===== Source =====

CBGB (Directed by Randall Miller)

It's not often for me that a movie meets expectations so exactly but this is one. I should have known. Those ubiquitous T-shirts commemorating the place being worn in their millions (hey - I owned one in the '80s before it was cool) and that scary story, just after it closed, that the place was destined to be relocated to Las Vegas. Plus, there's Foo Fighter in it. Despite best intentions, "CBGB" is the "Waterworld" of punk rock biopics. It is a train crash. It tells the story of Hilly Krystal (played by Alan Rickman), the owner of the world's most renowned musical shit-hole, without any regard to historical facts, chronology, plot, character development or the possibility that its target audience might just have functioning brains. All good cretins go to heaven but sitting through this is hell.

You know when you want a biopic to be good so hard it hurts? I was bumming around in London in the '80s when "Sid and Nancy" hit the big screen. I went to see it not once but twice. It wasn't as dire as "CBGB" but it wasn't "Apocalypse Now" either. Gary Oldham as Sid saved it even if the ending was silly and the roles of other people on Vicious' hopeless trajectory were ignored. Oliver Stone's take on The Lizard King ("The Doors") favoured entertainment over fact and deified J.D. Morrison in a way that glossed over his faults. More recently, "The Runaways" was trashy fun. You could put "CBGB" in the "trashy fun" oeuvre - if only it didn't try so hard to be something more.

=====

Tasks to perform:
- A) Reproduce the stretch of the CBGB review from "It's not often" through "this is hell.", replacing "train crash" with "car wreck".
- B) From the segmentation rows, output the stretch from the line that contains "outline dirt floor" through the line that contains "Outline every instance of the dirt floor.", copying each line exactly.
The review and the rows are separate material.

===== Material for this task =====

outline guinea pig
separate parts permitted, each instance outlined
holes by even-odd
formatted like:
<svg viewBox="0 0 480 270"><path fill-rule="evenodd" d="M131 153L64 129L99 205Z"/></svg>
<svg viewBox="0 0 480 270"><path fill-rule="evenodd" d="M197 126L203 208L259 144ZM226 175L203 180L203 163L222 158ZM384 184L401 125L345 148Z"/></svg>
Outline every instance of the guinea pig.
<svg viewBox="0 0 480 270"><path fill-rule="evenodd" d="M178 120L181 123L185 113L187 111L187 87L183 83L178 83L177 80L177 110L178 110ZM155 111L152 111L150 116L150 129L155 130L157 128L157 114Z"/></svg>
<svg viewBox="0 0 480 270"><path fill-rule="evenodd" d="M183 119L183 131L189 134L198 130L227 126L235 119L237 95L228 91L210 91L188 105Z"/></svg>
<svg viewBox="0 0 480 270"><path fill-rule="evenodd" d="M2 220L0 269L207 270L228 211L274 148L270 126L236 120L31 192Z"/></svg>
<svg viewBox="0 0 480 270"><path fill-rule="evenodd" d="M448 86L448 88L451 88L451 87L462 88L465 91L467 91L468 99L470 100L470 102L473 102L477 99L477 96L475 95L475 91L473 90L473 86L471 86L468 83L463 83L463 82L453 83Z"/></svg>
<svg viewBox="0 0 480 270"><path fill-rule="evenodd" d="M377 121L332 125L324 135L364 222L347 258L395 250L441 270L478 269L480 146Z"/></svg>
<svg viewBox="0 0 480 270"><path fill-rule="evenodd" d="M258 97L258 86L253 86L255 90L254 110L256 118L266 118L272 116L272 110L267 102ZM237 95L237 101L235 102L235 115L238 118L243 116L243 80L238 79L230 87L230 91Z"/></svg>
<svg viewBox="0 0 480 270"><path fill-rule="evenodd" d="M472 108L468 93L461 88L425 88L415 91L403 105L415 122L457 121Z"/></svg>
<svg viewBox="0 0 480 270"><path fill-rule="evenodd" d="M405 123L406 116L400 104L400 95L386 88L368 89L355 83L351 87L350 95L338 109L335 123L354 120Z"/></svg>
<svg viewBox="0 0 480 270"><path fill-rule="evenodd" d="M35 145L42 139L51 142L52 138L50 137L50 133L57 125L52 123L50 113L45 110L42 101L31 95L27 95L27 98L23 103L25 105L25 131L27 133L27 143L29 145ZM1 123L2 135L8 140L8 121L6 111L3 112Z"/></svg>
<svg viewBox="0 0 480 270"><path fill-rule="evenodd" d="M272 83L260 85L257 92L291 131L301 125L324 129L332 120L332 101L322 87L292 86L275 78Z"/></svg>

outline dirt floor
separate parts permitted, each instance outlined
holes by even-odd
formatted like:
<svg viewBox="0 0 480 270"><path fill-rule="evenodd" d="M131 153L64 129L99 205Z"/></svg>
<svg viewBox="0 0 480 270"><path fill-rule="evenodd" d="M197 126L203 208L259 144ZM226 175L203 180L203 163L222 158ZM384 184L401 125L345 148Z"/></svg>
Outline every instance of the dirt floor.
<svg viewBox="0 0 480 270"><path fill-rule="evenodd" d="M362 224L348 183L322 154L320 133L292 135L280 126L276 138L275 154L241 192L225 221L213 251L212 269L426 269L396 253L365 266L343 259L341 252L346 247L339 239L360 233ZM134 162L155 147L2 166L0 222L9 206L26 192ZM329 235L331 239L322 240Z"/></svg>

=====

Responses to the exercise:
- A)
It's not often for me that a movie meets expectations so exactly but this is one. I should have known. Those ubiquitous T-shirts commemorating the place being worn in their millions (hey - I owned one in the '80s before it was cool) and that scary story, just after it closed, that the place was destined to be relocated to Las Vegas. Plus, there's Foo Fighter in it. Despite best intentions, "CBGB" is the "Waterworld" of punk rock biopics. It is a car wreck. It tells the story of Hilly Krystal (played by Alan Rickman), the owner of the world's most renowned musical shit-hole, without any regard to historical facts, chronology, plot, character development or the possibility that its target audience might just have functioning brains. All good cretins go to heaven but sitting through this is hell.

- B)
outline dirt floor
separate parts permitted, each instance outlined
holes by even-odd
formatted like:
<svg viewBox="0 0 480 270"><path fill-rule="evenodd" d="M131 153L64 129L99 205Z"/></svg>
<svg viewBox="0 0 480 270"><path fill-rule="evenodd" d="M197 126L203 208L259 144ZM226 175L203 180L203 163L222 158ZM384 184L401 125L345 148Z"/></svg>
Outline every instance of the dirt floor.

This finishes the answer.